* Work order: Set out the records below again exactly; skip the images.

### Extracted records ###

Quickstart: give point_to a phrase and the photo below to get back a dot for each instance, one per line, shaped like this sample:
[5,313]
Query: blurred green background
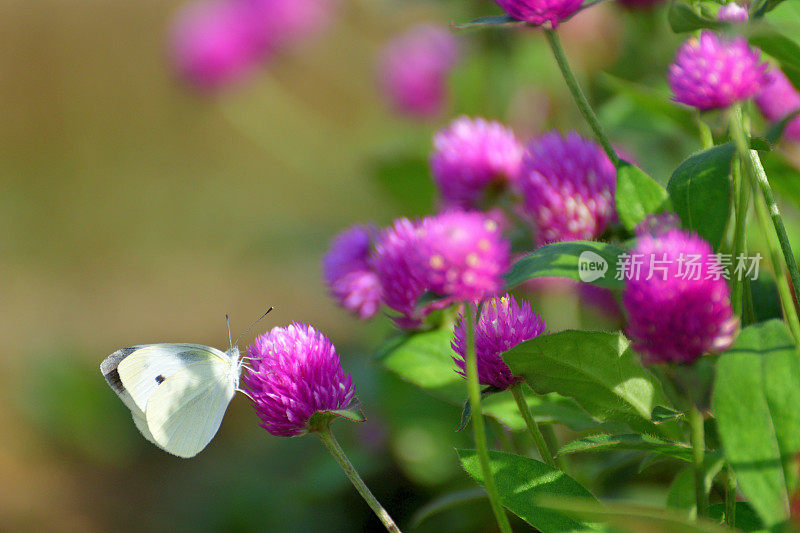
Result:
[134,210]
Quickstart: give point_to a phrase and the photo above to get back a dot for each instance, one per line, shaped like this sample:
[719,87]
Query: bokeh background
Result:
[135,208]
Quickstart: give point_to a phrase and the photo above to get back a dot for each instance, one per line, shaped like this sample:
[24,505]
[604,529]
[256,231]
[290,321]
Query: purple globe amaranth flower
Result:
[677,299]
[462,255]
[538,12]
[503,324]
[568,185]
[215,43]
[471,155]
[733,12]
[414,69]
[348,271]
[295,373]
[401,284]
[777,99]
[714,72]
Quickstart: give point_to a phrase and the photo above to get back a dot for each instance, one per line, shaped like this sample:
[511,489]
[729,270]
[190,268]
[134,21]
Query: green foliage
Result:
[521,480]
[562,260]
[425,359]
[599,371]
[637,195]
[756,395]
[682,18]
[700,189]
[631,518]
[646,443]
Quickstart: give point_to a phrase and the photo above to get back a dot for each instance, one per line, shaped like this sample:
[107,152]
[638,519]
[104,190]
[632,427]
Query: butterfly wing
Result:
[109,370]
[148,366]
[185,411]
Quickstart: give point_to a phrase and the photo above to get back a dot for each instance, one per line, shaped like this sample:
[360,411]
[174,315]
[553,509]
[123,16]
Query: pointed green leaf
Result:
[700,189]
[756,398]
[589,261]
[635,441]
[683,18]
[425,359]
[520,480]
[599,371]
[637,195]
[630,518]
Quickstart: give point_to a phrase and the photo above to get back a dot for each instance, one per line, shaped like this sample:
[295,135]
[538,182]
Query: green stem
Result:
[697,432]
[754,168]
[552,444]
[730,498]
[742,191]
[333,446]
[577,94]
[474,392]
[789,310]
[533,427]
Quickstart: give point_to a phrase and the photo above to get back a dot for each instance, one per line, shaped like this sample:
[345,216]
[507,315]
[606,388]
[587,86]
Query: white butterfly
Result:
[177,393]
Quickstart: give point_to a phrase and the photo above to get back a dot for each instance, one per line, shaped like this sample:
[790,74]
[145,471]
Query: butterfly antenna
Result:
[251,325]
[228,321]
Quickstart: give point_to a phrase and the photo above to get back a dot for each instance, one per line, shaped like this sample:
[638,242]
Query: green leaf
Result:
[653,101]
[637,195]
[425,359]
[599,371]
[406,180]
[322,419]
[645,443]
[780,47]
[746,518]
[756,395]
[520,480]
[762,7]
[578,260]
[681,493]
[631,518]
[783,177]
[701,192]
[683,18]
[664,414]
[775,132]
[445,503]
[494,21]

###

* Answer:
Quickstart: give point_to a phrase and the photo below to get back a dot for each instance, one per line, shaped like this sample:
[5,313]
Query: blurred green background
Result:
[134,210]
Quickstart: give point_to a phrase and the photo above to get back a dot for each instance, one per line, shaped like this sample:
[719,87]
Query: bokeh background
Result:
[135,208]
Quickstart: give point_to a phrase and the photo above to get back a dot for each instance, one per line, shaped like this sample:
[24,505]
[604,529]
[256,231]
[290,321]
Query: purple globe amaranth flower
Result:
[677,299]
[462,255]
[538,12]
[503,324]
[568,185]
[215,43]
[471,155]
[733,12]
[414,69]
[348,271]
[295,373]
[401,284]
[777,99]
[714,72]
Quickstart: give point_to a phrase and the photo above to get back a dot for each instance, one per line, shaped like this sample:
[511,489]
[729,270]
[190,268]
[134,21]
Query: green foliage
Result:
[521,480]
[562,260]
[425,359]
[599,371]
[637,195]
[756,395]
[682,18]
[700,189]
[631,518]
[646,443]
Quickstart: give point_to a phrase and the photo above to get back a dot for each instance, one per line, shaped like this sample:
[107,152]
[638,519]
[104,190]
[632,427]
Query: butterfly wing
Result:
[109,370]
[148,366]
[185,411]
Quickstart: give point_to a phrase and the photo above to get back a dot for each instance, one per line, shaped like this sample:
[360,411]
[174,315]
[553,509]
[123,16]
Query: pointed green leaf
Result:
[700,189]
[756,398]
[589,261]
[635,441]
[683,18]
[425,359]
[520,480]
[599,371]
[637,195]
[630,518]
Quickstart: give point_to a phrase and the photo above to get back a dot for each instance, one per line, shaped like this sample:
[295,135]
[538,182]
Query: green stem
Result:
[697,432]
[754,168]
[552,444]
[730,498]
[742,191]
[333,446]
[577,94]
[474,392]
[789,310]
[533,427]
Quickstart: give point_to a phrase and the photo above to get back a dot for each instance, one per line, shaped like this sample:
[345,216]
[507,315]
[606,388]
[587,86]
Query: white butterfly
Result:
[177,393]
Quickstart: give point_to a phrase and the photo above to get back a dot for each instance, one per line, shaped like this sample:
[790,74]
[145,471]
Query: butterfly antenna
Result:
[251,325]
[228,321]
Quickstart: give point_to a phrase and the photo above to get back a dot for each instance, one per line, shaped like this sample:
[638,242]
Query: green leaf
Result:
[653,101]
[637,195]
[425,359]
[599,371]
[406,180]
[322,419]
[645,443]
[780,47]
[746,518]
[756,395]
[520,480]
[762,7]
[578,260]
[681,493]
[631,518]
[783,177]
[701,192]
[683,18]
[664,414]
[775,132]
[445,503]
[494,21]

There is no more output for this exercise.